▸ Task details
Count the lines in the data below that contain the word "print". Reply with the number only.

[Shape labeling records]
◇ ◇ ◇ ◇

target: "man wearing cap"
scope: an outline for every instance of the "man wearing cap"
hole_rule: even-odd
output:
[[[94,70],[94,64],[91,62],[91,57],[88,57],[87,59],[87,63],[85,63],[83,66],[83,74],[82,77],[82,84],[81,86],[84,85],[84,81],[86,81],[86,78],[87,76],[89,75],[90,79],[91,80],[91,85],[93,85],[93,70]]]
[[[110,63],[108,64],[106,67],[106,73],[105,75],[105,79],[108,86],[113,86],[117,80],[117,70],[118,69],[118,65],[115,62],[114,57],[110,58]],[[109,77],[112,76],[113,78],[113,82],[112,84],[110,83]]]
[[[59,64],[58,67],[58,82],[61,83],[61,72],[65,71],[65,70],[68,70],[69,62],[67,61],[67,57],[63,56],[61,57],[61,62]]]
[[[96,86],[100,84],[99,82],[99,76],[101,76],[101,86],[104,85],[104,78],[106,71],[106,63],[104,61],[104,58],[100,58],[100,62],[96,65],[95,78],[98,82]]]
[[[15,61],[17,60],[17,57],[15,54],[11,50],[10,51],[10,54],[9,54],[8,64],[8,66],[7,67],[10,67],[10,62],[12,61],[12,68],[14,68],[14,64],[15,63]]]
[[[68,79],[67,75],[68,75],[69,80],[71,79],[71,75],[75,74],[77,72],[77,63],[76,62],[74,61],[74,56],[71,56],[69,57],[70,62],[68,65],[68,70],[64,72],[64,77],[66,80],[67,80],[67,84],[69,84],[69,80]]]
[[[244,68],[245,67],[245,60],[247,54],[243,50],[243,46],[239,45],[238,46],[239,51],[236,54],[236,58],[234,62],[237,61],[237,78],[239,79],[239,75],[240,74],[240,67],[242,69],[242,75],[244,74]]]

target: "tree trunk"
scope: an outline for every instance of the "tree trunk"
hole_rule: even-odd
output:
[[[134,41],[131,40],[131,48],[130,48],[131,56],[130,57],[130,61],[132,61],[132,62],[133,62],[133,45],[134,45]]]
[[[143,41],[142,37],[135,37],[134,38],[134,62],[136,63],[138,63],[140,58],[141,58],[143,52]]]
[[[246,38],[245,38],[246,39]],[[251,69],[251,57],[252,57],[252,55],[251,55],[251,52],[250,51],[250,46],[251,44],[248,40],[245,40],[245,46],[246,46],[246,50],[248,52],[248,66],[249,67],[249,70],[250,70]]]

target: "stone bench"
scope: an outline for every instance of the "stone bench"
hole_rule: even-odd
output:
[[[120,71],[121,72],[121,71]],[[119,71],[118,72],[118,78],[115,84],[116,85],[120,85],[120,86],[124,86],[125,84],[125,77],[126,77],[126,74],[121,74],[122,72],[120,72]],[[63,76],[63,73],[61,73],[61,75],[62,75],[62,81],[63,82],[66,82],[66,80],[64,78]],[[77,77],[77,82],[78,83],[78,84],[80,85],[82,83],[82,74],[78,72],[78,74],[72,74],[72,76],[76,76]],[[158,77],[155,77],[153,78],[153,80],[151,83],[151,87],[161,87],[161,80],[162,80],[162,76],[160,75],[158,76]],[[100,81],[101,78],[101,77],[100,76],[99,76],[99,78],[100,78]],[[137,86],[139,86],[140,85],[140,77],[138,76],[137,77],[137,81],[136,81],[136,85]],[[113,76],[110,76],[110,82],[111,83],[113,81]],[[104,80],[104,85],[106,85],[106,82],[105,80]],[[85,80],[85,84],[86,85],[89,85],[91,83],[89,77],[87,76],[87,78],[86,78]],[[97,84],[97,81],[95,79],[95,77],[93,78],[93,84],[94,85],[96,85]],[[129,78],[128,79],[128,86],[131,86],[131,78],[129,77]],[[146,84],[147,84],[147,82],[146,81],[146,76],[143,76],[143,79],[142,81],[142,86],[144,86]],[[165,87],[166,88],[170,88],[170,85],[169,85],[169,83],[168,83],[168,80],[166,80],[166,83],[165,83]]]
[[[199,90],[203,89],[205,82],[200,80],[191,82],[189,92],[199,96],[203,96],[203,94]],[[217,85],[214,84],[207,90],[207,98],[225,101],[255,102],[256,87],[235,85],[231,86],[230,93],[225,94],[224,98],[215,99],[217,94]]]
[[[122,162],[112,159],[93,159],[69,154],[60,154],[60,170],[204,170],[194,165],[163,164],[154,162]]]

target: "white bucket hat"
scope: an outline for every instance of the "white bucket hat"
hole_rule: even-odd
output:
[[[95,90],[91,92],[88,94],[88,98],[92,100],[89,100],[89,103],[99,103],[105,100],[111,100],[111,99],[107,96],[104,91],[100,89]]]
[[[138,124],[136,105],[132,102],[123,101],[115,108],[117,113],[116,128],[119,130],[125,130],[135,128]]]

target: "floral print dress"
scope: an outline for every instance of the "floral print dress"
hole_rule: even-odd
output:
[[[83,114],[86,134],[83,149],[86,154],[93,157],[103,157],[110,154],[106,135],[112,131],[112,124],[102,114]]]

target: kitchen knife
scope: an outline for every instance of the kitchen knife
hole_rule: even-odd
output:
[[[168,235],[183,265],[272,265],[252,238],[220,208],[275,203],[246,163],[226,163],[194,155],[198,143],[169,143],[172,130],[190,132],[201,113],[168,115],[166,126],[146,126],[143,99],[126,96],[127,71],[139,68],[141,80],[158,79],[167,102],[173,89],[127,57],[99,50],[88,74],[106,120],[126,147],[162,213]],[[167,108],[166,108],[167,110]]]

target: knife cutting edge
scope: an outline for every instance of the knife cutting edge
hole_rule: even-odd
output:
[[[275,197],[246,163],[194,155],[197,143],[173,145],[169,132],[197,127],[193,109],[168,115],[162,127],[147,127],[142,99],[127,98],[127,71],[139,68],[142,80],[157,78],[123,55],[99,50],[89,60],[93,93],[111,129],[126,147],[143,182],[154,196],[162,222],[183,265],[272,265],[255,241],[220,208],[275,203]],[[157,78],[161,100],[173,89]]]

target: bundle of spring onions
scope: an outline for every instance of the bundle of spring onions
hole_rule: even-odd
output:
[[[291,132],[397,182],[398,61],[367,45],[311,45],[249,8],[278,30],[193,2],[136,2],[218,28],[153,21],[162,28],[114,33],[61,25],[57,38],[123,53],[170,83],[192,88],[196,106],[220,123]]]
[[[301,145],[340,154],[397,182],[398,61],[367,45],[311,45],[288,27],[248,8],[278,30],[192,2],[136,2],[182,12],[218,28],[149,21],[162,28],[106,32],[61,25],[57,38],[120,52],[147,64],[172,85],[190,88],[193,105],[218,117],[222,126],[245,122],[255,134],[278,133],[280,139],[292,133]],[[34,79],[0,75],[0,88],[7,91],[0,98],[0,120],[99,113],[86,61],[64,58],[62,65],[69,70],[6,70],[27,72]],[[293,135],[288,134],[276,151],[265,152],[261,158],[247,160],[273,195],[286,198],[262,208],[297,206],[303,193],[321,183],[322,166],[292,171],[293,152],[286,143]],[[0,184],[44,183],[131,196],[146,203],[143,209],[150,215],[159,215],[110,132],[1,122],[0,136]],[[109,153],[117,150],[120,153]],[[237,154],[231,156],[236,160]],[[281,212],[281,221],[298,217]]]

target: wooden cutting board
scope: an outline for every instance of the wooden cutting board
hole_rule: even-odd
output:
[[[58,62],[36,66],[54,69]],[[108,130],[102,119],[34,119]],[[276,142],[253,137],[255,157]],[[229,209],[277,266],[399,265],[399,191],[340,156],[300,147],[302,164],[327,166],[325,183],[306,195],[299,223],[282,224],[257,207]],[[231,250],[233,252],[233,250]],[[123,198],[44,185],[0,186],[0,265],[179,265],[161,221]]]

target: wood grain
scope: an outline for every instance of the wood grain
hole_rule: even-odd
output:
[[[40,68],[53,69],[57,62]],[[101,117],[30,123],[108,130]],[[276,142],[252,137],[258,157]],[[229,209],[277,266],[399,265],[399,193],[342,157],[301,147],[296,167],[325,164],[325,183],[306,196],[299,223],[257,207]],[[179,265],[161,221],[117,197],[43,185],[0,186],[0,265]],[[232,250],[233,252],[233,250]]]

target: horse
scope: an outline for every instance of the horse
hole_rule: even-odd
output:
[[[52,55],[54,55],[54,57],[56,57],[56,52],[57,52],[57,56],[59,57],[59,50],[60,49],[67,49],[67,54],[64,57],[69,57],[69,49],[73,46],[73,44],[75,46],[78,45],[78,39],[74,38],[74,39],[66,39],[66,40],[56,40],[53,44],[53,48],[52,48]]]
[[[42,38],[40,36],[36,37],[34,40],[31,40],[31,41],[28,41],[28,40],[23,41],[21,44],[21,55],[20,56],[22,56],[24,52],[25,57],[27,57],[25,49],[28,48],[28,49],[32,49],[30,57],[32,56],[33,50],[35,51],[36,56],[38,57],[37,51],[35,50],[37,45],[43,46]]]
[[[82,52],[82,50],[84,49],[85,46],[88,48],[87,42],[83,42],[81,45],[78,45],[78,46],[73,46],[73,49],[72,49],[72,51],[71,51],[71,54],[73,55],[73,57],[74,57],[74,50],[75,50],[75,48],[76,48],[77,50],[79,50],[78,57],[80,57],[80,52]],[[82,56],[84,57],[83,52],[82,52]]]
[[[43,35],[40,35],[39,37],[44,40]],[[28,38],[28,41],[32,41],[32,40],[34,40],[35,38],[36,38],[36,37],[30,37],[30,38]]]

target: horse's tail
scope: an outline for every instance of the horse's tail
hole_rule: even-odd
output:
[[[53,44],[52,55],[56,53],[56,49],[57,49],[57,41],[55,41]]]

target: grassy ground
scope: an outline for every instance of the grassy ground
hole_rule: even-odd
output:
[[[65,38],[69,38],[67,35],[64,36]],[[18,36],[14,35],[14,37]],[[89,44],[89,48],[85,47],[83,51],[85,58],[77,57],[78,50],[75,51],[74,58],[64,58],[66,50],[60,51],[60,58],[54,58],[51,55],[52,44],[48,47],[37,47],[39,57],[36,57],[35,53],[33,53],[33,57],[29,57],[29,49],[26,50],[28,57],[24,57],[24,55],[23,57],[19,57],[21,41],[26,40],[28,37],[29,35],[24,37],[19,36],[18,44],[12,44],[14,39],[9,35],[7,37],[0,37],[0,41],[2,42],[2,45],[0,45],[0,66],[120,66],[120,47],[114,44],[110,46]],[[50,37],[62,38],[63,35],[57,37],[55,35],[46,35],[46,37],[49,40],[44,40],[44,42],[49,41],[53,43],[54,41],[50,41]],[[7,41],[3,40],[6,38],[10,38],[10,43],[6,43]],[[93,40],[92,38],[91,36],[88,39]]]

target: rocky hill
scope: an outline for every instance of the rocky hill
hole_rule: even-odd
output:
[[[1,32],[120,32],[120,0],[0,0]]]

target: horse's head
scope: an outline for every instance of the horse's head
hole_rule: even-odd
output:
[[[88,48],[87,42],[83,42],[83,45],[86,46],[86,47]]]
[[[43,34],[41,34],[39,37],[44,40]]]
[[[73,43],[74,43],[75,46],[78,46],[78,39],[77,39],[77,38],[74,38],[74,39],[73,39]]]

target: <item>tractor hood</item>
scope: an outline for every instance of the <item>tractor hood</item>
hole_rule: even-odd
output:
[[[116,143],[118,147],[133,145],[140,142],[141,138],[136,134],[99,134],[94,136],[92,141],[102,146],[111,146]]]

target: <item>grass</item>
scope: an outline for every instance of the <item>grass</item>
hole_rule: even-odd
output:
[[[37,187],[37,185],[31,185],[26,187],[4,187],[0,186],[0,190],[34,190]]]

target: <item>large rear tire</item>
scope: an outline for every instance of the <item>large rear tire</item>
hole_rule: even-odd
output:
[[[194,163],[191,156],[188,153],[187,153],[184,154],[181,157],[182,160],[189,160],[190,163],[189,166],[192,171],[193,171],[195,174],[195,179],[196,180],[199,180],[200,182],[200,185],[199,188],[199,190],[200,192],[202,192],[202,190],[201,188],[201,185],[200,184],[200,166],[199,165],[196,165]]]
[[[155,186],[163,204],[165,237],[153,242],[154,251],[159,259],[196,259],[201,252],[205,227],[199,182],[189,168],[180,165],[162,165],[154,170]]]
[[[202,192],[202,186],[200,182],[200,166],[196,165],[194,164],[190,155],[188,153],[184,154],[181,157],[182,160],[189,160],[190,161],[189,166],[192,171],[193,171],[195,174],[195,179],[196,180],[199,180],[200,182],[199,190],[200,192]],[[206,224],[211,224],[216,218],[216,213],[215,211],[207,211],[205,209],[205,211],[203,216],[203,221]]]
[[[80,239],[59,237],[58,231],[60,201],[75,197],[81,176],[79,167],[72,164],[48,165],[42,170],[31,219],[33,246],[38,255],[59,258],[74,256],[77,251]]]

◇ ◇ ◇ ◇

▸ Task answer
2